» INSTRUCTIONS FOR THE TASK: Can you express only the items between the lines holding "Circle every brown" and "xmin=10 ymin=44 xmax=70 ymax=82", inclusive, as a two-column CSV with the headers item_text and answer, one row per item? Put each value in a single quoted field, with any line breaks replaced by spaces.

» RECORDS FOR THE EXERCISE:
## start
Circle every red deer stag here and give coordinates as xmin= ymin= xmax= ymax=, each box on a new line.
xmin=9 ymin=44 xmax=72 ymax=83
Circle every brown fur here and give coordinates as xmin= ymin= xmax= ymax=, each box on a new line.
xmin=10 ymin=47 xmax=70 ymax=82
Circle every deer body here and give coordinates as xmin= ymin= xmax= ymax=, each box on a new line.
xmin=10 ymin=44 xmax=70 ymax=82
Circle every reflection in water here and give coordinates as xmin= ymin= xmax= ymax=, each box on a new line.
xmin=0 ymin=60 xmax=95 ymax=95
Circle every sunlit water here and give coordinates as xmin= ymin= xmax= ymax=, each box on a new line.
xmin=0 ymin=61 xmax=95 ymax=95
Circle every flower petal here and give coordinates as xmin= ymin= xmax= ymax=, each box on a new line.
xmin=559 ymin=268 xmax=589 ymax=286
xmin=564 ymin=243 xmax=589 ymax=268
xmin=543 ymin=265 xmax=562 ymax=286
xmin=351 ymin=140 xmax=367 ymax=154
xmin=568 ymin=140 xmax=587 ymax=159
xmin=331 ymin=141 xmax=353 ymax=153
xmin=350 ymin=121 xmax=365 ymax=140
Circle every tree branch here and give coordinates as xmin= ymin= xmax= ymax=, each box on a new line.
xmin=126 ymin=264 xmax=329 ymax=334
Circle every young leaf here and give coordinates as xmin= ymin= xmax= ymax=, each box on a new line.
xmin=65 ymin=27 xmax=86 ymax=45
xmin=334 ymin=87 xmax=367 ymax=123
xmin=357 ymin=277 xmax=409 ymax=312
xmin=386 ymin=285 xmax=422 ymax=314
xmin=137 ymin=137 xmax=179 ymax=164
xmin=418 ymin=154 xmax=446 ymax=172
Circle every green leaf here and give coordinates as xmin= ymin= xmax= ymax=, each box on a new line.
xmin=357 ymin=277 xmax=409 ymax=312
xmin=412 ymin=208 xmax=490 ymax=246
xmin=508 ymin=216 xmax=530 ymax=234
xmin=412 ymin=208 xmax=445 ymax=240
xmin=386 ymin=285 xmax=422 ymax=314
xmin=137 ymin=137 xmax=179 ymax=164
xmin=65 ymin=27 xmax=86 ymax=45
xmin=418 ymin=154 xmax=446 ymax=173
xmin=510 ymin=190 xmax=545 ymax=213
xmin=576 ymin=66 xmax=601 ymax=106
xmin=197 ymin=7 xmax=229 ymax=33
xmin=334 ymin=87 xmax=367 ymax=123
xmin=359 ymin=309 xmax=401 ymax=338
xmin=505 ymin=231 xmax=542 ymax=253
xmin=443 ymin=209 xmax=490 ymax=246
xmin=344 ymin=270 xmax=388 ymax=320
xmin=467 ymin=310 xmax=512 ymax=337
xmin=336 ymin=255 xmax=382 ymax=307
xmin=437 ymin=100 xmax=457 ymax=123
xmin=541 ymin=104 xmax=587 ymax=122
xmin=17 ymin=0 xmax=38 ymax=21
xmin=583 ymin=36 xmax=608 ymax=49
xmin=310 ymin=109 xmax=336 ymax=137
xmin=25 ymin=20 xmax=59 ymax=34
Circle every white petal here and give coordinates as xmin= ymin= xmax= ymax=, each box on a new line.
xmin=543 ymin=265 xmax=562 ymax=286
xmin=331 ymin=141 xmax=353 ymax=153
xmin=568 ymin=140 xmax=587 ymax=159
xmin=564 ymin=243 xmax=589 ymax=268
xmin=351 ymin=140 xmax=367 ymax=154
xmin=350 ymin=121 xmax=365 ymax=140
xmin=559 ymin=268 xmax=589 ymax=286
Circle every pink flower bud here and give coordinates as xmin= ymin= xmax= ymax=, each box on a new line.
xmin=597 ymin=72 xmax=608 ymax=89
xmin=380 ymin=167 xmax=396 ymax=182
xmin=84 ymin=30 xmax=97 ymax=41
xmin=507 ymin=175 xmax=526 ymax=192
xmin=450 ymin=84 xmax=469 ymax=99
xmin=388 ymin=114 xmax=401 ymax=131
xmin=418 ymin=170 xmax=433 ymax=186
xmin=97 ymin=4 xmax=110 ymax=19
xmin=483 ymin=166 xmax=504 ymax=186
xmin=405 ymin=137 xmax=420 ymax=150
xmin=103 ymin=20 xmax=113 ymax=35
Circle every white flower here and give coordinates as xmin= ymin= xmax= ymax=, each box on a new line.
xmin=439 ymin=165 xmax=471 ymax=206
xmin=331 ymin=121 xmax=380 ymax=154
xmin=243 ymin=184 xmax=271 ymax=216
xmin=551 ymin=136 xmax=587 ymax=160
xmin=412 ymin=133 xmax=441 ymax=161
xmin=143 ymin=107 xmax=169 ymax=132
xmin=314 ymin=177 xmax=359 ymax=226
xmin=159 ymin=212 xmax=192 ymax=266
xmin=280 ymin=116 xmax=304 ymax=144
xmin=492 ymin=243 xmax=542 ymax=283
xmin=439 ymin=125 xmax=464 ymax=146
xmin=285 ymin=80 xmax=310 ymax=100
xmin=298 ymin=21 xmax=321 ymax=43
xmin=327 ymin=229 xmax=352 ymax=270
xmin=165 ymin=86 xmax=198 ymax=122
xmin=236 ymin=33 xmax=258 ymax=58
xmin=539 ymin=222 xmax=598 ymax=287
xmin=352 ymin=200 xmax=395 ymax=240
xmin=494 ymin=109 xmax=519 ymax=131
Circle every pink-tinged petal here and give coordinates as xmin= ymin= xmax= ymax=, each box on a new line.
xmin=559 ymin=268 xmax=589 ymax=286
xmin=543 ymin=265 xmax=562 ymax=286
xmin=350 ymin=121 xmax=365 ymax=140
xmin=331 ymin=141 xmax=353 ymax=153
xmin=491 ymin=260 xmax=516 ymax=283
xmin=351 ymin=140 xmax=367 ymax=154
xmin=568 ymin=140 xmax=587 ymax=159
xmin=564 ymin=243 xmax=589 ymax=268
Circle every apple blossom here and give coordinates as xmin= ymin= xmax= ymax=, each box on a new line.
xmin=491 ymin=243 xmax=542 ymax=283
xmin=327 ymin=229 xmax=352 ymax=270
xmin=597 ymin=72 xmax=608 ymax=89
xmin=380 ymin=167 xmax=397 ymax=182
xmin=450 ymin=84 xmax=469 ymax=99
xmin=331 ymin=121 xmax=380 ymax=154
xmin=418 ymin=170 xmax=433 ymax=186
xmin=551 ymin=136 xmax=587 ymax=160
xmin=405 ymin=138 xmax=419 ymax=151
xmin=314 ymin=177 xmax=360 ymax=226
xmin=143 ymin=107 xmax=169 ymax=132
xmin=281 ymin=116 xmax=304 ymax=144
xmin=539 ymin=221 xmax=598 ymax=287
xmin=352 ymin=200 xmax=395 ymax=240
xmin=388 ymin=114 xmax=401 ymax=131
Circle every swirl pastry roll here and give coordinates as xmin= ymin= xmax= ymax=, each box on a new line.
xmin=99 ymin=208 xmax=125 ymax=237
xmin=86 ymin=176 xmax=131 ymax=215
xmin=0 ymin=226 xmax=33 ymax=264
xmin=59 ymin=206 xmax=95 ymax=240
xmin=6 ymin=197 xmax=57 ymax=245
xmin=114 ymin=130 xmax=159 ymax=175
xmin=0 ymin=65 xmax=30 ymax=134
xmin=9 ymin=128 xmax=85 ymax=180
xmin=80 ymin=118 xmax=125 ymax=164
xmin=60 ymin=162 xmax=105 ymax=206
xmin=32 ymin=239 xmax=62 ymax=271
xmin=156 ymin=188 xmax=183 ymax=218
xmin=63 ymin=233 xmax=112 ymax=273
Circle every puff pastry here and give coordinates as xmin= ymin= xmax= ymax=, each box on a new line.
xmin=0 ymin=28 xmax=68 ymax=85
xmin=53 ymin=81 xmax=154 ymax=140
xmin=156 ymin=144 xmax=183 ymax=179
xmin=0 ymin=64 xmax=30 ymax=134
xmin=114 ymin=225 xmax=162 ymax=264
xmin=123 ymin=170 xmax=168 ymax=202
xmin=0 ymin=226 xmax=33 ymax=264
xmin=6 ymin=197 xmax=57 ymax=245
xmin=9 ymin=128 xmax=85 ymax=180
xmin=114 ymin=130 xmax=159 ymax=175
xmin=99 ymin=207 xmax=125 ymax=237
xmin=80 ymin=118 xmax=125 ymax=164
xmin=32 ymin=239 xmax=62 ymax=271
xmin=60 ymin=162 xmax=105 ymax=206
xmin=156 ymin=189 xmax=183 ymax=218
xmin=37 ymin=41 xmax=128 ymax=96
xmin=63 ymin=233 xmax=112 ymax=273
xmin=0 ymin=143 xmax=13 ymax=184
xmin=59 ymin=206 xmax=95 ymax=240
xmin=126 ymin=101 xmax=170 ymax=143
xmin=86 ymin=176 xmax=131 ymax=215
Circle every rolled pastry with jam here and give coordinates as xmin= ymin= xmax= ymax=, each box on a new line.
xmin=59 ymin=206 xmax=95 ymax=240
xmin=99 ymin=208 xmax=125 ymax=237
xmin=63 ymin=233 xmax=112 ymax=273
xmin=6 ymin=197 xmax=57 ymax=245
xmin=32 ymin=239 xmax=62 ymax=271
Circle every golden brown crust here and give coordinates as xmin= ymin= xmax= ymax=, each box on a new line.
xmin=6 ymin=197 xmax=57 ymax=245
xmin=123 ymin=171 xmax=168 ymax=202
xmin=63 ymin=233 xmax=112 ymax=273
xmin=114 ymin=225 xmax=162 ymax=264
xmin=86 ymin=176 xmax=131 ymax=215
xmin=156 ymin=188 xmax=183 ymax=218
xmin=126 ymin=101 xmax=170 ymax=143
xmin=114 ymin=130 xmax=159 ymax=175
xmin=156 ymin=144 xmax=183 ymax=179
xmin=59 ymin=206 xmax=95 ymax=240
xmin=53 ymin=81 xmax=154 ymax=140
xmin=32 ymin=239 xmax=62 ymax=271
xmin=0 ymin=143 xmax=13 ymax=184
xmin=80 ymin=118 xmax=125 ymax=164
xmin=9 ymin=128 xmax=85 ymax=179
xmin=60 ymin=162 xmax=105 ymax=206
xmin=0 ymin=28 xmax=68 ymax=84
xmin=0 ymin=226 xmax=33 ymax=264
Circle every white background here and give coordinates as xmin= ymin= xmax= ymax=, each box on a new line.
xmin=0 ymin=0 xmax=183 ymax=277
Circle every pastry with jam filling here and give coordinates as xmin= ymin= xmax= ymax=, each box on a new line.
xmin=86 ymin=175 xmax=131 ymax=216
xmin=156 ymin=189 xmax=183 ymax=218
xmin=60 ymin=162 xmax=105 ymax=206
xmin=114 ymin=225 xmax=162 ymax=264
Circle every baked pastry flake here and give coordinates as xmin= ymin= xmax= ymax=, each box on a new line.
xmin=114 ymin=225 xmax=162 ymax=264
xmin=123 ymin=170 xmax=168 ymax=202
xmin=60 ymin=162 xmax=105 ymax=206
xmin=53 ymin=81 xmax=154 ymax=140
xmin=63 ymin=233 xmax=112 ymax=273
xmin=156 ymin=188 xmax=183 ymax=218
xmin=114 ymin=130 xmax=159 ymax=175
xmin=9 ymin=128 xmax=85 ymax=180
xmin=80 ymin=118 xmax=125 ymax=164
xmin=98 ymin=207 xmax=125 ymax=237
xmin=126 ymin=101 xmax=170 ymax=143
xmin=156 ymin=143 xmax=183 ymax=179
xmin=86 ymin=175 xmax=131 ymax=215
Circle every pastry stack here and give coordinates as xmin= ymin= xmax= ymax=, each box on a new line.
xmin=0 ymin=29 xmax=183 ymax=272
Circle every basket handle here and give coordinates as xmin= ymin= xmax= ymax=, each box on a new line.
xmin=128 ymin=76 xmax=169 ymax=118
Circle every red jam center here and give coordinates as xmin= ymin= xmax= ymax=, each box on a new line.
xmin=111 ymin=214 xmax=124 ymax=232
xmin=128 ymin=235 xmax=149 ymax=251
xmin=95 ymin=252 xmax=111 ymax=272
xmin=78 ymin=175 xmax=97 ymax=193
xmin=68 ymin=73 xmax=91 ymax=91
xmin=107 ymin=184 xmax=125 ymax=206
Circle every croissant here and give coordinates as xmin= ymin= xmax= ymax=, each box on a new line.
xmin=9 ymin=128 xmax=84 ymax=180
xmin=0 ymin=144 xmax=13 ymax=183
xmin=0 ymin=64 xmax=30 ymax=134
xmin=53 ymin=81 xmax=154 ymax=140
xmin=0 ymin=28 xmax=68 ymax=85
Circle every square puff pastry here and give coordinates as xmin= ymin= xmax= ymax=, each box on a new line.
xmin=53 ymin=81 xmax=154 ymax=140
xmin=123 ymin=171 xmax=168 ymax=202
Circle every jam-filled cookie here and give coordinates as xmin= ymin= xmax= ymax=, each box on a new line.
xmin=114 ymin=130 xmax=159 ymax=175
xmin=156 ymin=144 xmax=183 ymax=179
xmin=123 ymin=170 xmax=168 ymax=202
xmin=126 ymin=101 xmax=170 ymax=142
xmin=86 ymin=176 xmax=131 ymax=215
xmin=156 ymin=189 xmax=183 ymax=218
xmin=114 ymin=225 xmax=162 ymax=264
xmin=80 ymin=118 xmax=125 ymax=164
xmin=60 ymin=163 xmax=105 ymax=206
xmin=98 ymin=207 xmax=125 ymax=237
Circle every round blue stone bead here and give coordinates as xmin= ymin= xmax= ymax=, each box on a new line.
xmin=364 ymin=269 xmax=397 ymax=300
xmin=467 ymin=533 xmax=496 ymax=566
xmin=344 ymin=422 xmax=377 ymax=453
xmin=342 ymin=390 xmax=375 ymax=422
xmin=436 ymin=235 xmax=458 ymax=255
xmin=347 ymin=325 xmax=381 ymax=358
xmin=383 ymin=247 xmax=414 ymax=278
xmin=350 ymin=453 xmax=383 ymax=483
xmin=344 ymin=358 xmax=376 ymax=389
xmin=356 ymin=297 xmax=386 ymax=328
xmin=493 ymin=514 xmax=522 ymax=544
## end
» EXPECTED OUTPUT:
item_text,answer
"Circle every brown fur here and give coordinates as xmin= ymin= xmax= ymax=, each box on a new line.","xmin=10 ymin=47 xmax=70 ymax=82"
"Circle every deer body here and give coordinates as xmin= ymin= xmax= ymax=, each box on a new line.","xmin=10 ymin=44 xmax=70 ymax=82"